**STORED DATA**.

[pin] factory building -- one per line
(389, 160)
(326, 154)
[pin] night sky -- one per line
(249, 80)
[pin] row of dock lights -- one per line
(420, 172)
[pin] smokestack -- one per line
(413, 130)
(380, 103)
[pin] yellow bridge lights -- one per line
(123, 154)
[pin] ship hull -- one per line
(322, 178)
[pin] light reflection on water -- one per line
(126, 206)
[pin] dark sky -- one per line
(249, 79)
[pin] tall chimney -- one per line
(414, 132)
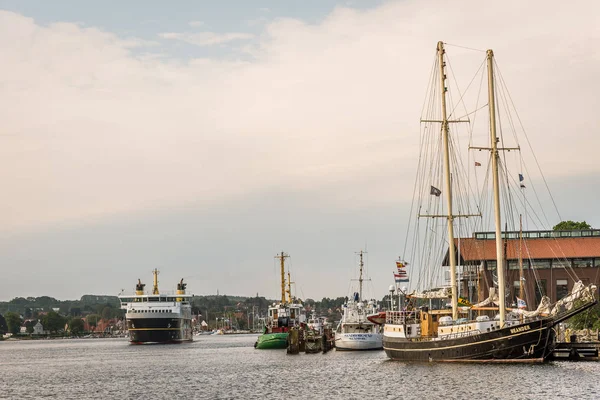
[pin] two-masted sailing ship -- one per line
(487, 331)
(158, 317)
(355, 331)
(282, 316)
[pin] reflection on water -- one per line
(228, 367)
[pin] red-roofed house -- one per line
(552, 262)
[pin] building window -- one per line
(540, 290)
(516, 288)
(582, 262)
(562, 289)
(540, 264)
(514, 264)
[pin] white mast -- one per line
(360, 278)
(494, 145)
(448, 187)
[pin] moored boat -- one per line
(418, 332)
(355, 331)
(282, 316)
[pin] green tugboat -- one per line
(282, 316)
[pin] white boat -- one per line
(355, 331)
(158, 317)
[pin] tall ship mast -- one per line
(282, 316)
(158, 317)
(355, 331)
(421, 332)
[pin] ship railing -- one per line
(400, 317)
(458, 335)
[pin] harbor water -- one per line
(228, 367)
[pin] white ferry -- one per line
(158, 317)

**WHAT TO WORK ON**. Exactly the lines from the one holding "[pin] tall ship mast -- one per line" through the end of the records above are to be returned, and nothing else.

**ANSWER FOR THE TASK**.
[pin] tall ship mast -- one per line
(282, 316)
(158, 317)
(355, 331)
(421, 332)
[pin] ship railing -- one per line
(400, 317)
(458, 335)
[pin] harbor water -- one per line
(228, 367)
[pin] white ferry -- one per line
(158, 317)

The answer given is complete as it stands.